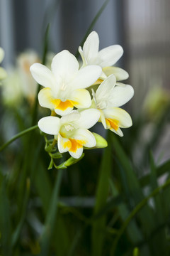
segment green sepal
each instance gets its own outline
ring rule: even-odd
[[[96,139],[96,144],[91,148],[84,146],[84,149],[103,149],[108,146],[108,142],[102,136],[96,134],[95,132],[92,132],[92,134]]]
[[[78,161],[79,161],[84,156],[84,153],[79,159],[74,159],[74,157],[71,156],[69,159],[65,161],[64,163],[60,164],[59,166],[56,166],[57,169],[67,169],[68,166],[73,165]]]
[[[139,250],[138,247],[134,248],[133,256],[140,256],[140,250]]]
[[[53,165],[54,165],[54,161],[53,161],[52,158],[51,158],[51,161],[50,161],[50,163],[49,166],[48,166],[48,170],[52,169],[52,167],[53,167]]]
[[[52,159],[57,159],[62,157],[62,154],[60,152],[56,152],[54,154],[51,154],[51,157]]]

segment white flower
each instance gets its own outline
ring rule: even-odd
[[[33,78],[30,67],[35,62],[40,62],[37,53],[28,50],[17,58],[17,70],[21,78],[21,88],[23,96],[32,103],[36,95],[38,84]]]
[[[23,101],[22,83],[16,69],[8,69],[8,76],[1,85],[3,103],[17,108]]]
[[[100,112],[89,109],[79,112],[73,110],[60,119],[57,117],[46,117],[38,122],[39,128],[48,134],[55,135],[57,139],[60,153],[69,151],[76,159],[83,153],[84,146],[88,148],[96,144],[94,136],[88,129],[98,120]]]
[[[0,63],[4,58],[4,50],[0,47]],[[0,80],[6,78],[7,74],[4,68],[0,67]]]
[[[102,70],[94,65],[79,68],[76,58],[66,50],[54,57],[52,70],[42,64],[33,64],[30,72],[34,79],[45,87],[38,94],[40,105],[60,115],[68,114],[74,107],[89,107],[91,99],[85,88],[97,80]]]
[[[117,67],[111,67],[122,56],[123,48],[119,45],[106,47],[98,51],[99,38],[96,31],[91,32],[87,37],[83,49],[79,48],[79,53],[82,58],[83,67],[88,65],[98,65],[102,68],[103,73],[101,79],[104,80],[107,76],[114,74],[117,80],[128,78],[128,73]]]
[[[120,128],[130,127],[132,123],[129,114],[118,107],[132,98],[134,90],[130,85],[118,86],[115,82],[115,75],[110,75],[99,85],[96,93],[92,90],[91,107],[100,110],[100,121],[105,129],[110,129],[122,137],[123,134]]]

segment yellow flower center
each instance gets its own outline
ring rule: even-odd
[[[106,118],[106,122],[108,129],[113,128],[115,131],[117,131],[119,128],[119,122],[118,120]]]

## What you are asked to do
Pull every line of the material above out verbatim, leaving out the picture.

## Reply
segment green sepal
each instance gets its own outline
ring rule: even-odd
[[[96,139],[96,144],[91,148],[84,146],[84,149],[103,149],[108,146],[108,142],[102,136],[96,134],[95,132],[92,132],[92,134]]]
[[[78,161],[79,161],[84,156],[84,153],[79,159],[74,159],[74,157],[71,156],[69,159],[65,161],[64,163],[60,164],[59,166],[56,166],[57,169],[67,169],[68,166],[73,165]]]
[[[139,250],[138,247],[134,248],[133,256],[140,256],[140,250]]]
[[[53,165],[54,165],[54,161],[53,161],[52,158],[51,158],[51,161],[50,161],[50,163],[49,166],[48,166],[48,170],[52,169],[52,167],[53,167]]]
[[[52,159],[57,159],[62,157],[62,154],[60,152],[56,152],[54,154],[51,154],[51,157]]]

segment white flower
each instance gets its own outline
ring rule: even-odd
[[[33,78],[30,67],[35,62],[40,62],[37,53],[28,50],[17,58],[17,70],[21,78],[21,88],[23,96],[32,103],[36,95],[38,84]]]
[[[23,101],[22,83],[16,69],[8,69],[8,76],[1,85],[3,103],[17,108]]]
[[[100,112],[89,109],[79,112],[73,110],[60,119],[57,117],[46,117],[38,122],[39,128],[48,134],[55,135],[57,139],[60,153],[69,151],[76,159],[83,153],[84,146],[88,148],[96,144],[94,136],[88,129],[98,120]]]
[[[0,63],[4,58],[4,50],[0,47]],[[0,80],[6,78],[7,74],[4,68],[0,67]]]
[[[102,70],[94,65],[79,68],[76,58],[66,50],[54,57],[52,70],[42,64],[33,64],[30,72],[34,79],[45,87],[38,94],[40,105],[60,115],[68,114],[74,107],[89,107],[91,99],[85,88],[97,80]]]
[[[117,67],[111,67],[122,56],[123,48],[119,45],[106,47],[98,51],[99,38],[96,31],[91,32],[87,37],[83,49],[79,48],[79,53],[82,58],[83,67],[88,65],[98,65],[102,68],[103,73],[101,79],[104,80],[107,76],[114,74],[117,80],[128,78],[128,73]]]
[[[120,128],[130,127],[132,123],[129,114],[118,107],[132,98],[134,90],[130,85],[118,86],[115,82],[115,75],[110,75],[99,85],[96,93],[92,90],[91,107],[100,110],[100,121],[105,129],[110,129],[122,137],[123,134]]]

segment yellow flower center
each instance gets its own outline
ring rule: even-odd
[[[106,118],[106,122],[108,129],[113,128],[115,131],[117,131],[119,128],[119,122],[118,120]]]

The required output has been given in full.